That being said, I have the impression that most of our "security holes" are bugs in ancient crufty old code, mainly drivers, which nobody runs and which nobody even loads. So most metrics and measurements on kernel security holes are, I believe, misleading and unuseful.
Those security-affecting bugs in the core kernel which affect all kernel users are rare, simply because so much attention and work gets devoted to the core kernel. This is why the recent splice bug was such a surprise and head-slapper.
I have sensed that there is a bit of confusion about the difference between -mm and linux-next. How would you describe the purpose of these two trees? Which one should interested people be testing?
Well, things are in flux at present.The -mm tree used to consist of the following:
80-odd subsystem maintainer trees (git and quilt), eg: scsi, usb, net. various patches which I picked up which should be in a subsystem maintainer's tree, but which for one of various reasons didn't get merged there. I spend a lot of time acting as backup for leaky maintainers. patches which are mastered in the -mm tree. These are now organised as subsystems too, and I count about 100 such subsystems which are mastered in -mm. eg: fbdev, signals, uml, procfs. And memory management. more speculative things which aren't intended for mainline in the short-term, such as new filesystems (eg reiser4). debugging patches which I never intend to go upstream.The 80-odd subsystem trees in fact account for 85% of the changes which go into Linux. Pretty much all of the remaining 15% are the only-in-mm patches.
Right now (at 2.6.26-rc4 in "kernel time"), the 80-odd subsystem trees are in linux-next. I now merge linux-next into -mm rather than the 80-odd separate trees.
As mentioned previously, I plan to move more of -mm into linux-next - the 100-odd little subsystem trees.
Once that has happened, there isn't really much left in -mm. Just
the patches which subsystem maintainers leaked. I send these to the subsystem maintainers. the speculative not-for-next-release features the not-to-be-merged debugging patches.Do you have any specific goals for the development of the kernel over the next year or so? What would they be?
Steady as she goes, basically.I keep on hoping that kernel development in general will start to ramp down. There cannot be an infinite number of new features out there! Eventually we should get into more of a maintenance mode where we just fix bugs, tweak performance and add new drivers. Famous last words.
And it's just vaguely possible that we're starting to see that happening now. I do get a sense that there are less "big" changes coming in. When I sent my usual 1000-patch stream at Linus for 2.6.26 I actually received an email from him asking (paraphrased) "hey, where's all the scary stuff?"
In the early-May discussions, Linus said a couple of times that he does not think code review helps much. Do you agree with that point of view?
Nope.How would you describe the real role of code review in the kernel development process?
Well, it finds bugs. It improves the quality of the code. Sometimes it prevents really really bad things from getting into the product. Such as rootholes in the core kernel. I've spotted a decent number of these at review time.It also increases the number of people who have an understanding of the new code - both the reviewer(s) and those who closely followed the review are now better able to support that code.
Also, I expect that the prospect of receiving a close review will keep the originators on their toes - make them take more care over their work.

Dataset entries:
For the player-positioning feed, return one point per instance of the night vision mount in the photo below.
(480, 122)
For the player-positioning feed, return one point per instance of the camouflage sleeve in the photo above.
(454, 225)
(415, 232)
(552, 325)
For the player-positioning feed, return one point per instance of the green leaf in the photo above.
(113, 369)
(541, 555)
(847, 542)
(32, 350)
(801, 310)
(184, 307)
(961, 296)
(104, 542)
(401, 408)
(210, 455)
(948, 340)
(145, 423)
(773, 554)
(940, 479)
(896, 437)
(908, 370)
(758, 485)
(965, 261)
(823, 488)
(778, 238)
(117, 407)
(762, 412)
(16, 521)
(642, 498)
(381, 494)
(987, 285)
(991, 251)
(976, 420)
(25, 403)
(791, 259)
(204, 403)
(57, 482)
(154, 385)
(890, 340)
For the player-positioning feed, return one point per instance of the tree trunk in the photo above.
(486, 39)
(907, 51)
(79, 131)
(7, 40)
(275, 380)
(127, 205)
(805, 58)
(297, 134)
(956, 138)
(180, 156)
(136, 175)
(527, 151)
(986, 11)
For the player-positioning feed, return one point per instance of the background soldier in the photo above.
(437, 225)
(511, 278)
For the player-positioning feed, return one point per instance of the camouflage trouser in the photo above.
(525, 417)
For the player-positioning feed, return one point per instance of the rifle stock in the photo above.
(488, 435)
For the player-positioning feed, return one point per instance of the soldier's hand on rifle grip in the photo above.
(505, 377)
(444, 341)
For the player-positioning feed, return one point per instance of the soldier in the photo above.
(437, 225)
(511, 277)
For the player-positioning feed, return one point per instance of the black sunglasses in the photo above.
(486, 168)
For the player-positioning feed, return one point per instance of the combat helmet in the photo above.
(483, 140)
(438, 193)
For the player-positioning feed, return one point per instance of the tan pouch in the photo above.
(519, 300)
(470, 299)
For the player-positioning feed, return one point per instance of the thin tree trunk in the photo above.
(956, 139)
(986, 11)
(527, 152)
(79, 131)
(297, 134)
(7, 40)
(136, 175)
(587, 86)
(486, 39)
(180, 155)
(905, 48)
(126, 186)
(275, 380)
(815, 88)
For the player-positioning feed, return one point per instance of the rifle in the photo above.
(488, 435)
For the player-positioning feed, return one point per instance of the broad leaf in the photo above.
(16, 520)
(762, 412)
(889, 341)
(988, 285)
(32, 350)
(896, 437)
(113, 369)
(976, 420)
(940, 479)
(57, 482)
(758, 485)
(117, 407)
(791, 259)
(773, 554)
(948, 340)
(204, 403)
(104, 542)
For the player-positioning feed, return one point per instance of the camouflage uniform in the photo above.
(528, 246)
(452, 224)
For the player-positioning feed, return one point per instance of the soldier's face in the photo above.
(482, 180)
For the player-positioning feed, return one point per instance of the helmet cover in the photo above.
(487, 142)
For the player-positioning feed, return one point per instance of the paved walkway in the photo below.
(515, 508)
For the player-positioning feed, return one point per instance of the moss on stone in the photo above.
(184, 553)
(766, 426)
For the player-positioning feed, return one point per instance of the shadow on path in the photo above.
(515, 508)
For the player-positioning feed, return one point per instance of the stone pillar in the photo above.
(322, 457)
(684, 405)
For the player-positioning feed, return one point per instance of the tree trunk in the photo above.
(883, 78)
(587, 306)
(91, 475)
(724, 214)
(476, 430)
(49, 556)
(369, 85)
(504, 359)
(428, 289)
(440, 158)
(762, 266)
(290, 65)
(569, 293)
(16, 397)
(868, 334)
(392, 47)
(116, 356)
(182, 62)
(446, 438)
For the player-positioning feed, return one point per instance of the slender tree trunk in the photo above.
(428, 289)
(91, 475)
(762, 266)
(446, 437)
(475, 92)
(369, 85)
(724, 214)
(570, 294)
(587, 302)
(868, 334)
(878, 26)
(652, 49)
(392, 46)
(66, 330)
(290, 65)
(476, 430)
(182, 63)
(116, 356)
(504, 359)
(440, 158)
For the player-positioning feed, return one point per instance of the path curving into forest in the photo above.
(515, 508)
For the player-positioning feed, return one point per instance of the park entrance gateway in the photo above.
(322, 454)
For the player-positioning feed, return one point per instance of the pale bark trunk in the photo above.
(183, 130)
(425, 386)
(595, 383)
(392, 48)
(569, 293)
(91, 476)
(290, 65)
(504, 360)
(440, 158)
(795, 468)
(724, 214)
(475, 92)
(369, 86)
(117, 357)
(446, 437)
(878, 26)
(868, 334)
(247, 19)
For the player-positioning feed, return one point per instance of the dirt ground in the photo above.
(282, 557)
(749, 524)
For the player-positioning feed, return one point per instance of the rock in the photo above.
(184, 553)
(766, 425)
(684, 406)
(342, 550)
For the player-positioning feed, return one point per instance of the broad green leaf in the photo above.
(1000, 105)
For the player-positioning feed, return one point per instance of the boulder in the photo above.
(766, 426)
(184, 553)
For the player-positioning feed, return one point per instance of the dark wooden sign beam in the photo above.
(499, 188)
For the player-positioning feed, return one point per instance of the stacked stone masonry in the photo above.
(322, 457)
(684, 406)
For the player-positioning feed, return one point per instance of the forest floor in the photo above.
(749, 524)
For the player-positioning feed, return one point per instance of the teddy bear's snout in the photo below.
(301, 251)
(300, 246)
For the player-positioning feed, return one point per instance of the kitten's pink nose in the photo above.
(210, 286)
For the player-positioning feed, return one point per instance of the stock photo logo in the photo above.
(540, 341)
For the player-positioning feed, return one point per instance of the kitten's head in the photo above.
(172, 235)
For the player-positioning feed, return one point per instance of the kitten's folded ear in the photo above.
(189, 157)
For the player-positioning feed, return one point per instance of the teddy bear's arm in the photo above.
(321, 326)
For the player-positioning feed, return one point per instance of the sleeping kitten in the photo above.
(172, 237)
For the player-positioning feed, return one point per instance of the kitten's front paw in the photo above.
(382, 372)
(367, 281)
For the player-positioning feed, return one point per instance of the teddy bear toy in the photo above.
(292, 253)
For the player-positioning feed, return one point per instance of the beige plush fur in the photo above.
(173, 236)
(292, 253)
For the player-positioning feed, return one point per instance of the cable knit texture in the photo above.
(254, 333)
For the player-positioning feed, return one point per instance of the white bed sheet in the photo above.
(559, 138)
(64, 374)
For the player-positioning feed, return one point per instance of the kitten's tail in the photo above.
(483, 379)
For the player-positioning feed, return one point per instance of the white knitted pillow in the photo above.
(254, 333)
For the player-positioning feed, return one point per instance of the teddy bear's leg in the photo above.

Prompt:
Using the kernel development text, list every benefit of code review that it names.

Response below:
- It finds bugs.
- It improves the quality of the code.
- It sometimes prevents really bad things, such as rootholes in the core kernel, from getting into the product.
- It increases the number of people who understand the new code, so both the reviewers and those who closely followed the review can better support it.
- The prospect of a close review keeps the originators on their toes and makes them take more care over their work.